### The exercise
Convert the items into a two-column CSV with the columns "request" and "answer," one row per item, putting its text in one quoted field and its answer in another and replacing line breaks with spaces. Leave the pictures out.

[Source data]
== == ==

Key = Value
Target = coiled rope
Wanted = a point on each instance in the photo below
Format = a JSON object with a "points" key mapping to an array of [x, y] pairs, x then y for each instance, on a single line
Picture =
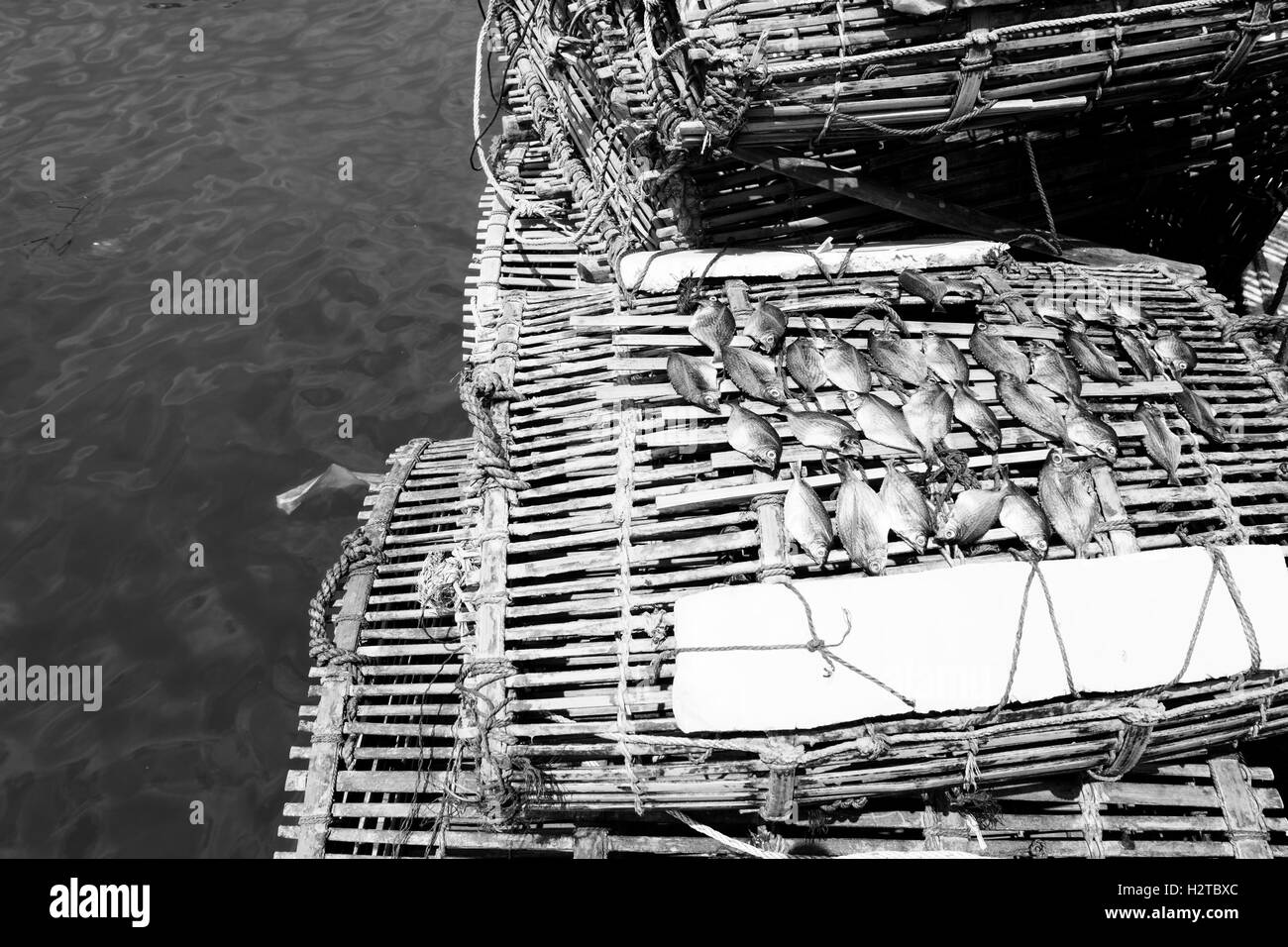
{"points": [[478, 389], [356, 552]]}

== == ==

### Complete output
request,answer
"Key = Value Target = coiled rope Wanted = a point on each instance in the photo below Format = a JSON object with a ""points"" key mapping to an array of [x, y] pairs, x then y for each instance, on a single line Picture =","{""points"": [[478, 389], [356, 552]]}"